--- begin Material for this task ---

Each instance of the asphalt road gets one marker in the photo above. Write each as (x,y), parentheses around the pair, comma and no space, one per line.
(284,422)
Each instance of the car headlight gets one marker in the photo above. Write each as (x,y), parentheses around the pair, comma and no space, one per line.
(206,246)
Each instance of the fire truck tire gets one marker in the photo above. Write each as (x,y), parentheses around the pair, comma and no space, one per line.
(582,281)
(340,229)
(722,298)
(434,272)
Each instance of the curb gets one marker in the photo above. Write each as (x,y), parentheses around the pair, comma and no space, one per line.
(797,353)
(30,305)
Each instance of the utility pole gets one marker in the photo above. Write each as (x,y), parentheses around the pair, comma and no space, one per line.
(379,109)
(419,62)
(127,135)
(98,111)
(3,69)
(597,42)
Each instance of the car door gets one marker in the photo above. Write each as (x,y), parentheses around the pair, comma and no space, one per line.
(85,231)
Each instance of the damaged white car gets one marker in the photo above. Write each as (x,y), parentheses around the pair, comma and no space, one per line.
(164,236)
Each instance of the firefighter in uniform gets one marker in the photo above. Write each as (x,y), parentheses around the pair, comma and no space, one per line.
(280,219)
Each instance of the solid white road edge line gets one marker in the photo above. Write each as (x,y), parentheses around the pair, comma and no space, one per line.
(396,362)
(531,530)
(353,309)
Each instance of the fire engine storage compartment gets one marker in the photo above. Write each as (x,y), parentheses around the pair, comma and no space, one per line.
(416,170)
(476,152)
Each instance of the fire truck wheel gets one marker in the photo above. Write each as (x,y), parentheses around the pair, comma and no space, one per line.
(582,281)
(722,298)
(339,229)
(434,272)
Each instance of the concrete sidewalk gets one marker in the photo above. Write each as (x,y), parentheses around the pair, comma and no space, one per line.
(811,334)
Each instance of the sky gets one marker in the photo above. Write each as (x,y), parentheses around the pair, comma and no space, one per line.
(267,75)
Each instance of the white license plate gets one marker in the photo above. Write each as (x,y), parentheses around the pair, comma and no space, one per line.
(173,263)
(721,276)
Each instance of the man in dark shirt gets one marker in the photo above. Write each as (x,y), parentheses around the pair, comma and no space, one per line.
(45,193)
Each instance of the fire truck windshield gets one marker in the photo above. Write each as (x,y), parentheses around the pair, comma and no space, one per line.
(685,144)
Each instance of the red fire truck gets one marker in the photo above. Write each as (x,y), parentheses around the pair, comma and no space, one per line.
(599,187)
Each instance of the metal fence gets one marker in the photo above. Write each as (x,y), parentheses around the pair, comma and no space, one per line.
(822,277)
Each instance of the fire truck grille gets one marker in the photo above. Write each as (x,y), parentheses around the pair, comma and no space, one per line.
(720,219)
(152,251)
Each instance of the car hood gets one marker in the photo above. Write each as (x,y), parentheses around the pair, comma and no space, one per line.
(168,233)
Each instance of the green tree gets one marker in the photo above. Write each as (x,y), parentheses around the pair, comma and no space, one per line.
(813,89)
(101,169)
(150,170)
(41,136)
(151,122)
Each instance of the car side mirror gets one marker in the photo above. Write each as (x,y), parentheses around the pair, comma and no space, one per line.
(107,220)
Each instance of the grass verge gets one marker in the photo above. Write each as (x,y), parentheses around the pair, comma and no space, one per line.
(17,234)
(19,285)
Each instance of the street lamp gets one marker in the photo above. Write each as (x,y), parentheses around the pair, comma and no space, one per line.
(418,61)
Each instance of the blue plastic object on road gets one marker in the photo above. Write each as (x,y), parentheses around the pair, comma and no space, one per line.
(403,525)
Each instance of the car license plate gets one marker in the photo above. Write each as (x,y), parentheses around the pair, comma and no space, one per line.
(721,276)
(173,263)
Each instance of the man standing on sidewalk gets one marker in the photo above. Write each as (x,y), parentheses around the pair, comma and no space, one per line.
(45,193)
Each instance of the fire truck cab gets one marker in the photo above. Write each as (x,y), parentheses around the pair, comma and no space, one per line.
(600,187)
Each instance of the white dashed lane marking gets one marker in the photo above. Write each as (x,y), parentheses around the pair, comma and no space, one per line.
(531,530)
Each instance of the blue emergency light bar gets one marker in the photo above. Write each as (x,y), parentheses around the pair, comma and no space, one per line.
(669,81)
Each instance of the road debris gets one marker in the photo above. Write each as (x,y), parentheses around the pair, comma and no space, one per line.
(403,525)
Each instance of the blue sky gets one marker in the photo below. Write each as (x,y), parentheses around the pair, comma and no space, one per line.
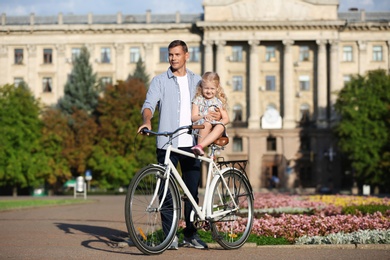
(53,7)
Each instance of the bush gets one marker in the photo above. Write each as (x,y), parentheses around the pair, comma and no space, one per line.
(366,209)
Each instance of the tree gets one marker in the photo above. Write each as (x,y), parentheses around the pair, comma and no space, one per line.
(56,136)
(364,128)
(140,73)
(118,155)
(80,91)
(20,154)
(78,149)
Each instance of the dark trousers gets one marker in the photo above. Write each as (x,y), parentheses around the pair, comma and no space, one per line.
(190,168)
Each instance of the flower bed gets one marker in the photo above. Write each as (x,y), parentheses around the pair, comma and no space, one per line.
(318,216)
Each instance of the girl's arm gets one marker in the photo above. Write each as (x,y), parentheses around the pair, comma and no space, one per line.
(195,115)
(225,117)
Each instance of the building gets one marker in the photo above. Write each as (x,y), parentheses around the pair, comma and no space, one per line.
(281,63)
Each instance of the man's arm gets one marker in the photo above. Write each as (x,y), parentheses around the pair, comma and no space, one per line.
(147,117)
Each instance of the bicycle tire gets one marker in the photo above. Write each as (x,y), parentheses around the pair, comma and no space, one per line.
(148,232)
(232,230)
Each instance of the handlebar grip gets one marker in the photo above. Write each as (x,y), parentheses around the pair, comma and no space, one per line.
(197,126)
(144,130)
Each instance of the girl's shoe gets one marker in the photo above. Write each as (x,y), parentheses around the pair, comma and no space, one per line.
(198,150)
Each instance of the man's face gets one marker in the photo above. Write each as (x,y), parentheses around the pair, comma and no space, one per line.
(177,58)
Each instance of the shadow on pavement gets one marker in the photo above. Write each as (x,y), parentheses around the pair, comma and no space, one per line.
(104,237)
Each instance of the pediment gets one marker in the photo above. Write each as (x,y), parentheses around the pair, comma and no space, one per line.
(269,10)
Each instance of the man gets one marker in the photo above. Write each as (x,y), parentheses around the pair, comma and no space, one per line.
(172,92)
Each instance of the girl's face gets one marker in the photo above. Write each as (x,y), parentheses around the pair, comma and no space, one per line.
(209,90)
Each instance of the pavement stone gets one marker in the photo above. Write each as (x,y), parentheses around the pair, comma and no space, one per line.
(96,230)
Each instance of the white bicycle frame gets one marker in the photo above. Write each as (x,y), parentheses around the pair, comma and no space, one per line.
(205,212)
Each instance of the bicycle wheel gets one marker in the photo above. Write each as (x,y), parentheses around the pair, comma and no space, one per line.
(151,229)
(232,230)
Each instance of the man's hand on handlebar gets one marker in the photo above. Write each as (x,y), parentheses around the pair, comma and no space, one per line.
(215,115)
(143,127)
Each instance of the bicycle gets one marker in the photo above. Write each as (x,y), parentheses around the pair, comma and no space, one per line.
(154,195)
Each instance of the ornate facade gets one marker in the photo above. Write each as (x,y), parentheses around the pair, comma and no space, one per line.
(281,63)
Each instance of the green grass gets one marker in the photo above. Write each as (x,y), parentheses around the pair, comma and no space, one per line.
(31,203)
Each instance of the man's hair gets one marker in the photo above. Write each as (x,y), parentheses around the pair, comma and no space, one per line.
(176,43)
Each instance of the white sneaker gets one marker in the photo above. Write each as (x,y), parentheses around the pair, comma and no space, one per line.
(195,242)
(175,244)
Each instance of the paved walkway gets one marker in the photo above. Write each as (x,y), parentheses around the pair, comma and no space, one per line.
(89,231)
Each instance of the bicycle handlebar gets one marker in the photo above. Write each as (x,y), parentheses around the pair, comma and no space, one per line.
(166,133)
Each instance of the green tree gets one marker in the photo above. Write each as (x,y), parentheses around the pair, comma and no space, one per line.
(364,128)
(81,91)
(20,153)
(118,154)
(140,73)
(56,136)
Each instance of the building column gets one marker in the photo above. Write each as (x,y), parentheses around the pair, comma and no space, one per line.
(334,77)
(288,86)
(321,84)
(220,65)
(254,100)
(120,63)
(388,56)
(58,89)
(208,56)
(32,74)
(362,57)
(4,65)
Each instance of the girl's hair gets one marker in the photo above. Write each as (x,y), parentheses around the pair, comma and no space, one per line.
(213,77)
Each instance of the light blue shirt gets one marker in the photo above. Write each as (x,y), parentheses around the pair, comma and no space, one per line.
(164,92)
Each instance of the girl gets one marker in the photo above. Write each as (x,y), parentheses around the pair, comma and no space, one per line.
(209,97)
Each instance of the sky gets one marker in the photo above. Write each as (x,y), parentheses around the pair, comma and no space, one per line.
(53,7)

--- end Material for this task ---

Direction. Only the lines from the one containing "Each instance of the man's hair" through the end of the entries above belong in the answer; repeat them exactly.

Solution below.
Each instance of the man's hair gets one marker in the photo above. Write each as (x,y), parentheses around the pair, comma and no space, one per line.
(176,43)
Each instance of the white sneaker gets one marker in the photo above. Write each as (x,y), parentheses around the pair, comma and no space, one per line.
(195,242)
(175,244)
Each instance of the paved walkway gets one marker in the photo above. Write each as (x,y), parentheses around the pair, comma and no space, one per line.
(89,231)
Each instance of the bicycle handlebar gets one marker in the photo above. Write each as (x,y), parentheses around the pair, comma and no space, one per line.
(166,133)
Each instance of the green tree gets one marker in the photo above. Write each as (x,y), parentheses around the pair, comma and no space, one per line.
(364,128)
(81,91)
(20,153)
(118,154)
(140,73)
(56,136)
Each instance of the building column gets one marker in the photo above. Write each as (x,y), parentheses around the pair, comma and no space, one per line.
(334,77)
(288,86)
(321,84)
(220,65)
(254,100)
(120,63)
(388,56)
(58,89)
(208,56)
(32,74)
(362,57)
(4,65)
Each instance of the girl's hair gets one marker in the photo above. Write each as (x,y), parentheses around the pair, comma and no space, one per line.
(213,77)
Each instance of the light blue shirt gets one marker in the photo above. Write each as (x,y), parentheses around the pair, comma and no space, one per line.
(164,92)
Each instance of the girl gets one marker in the photo above. Write each as (x,y), parentheses around the pair, comma and no space, one per line.
(209,97)
Each instance of the sky gets one marker in the photo above. Write each as (x,y), parentheses around the pair, comma and no space, one per line.
(53,7)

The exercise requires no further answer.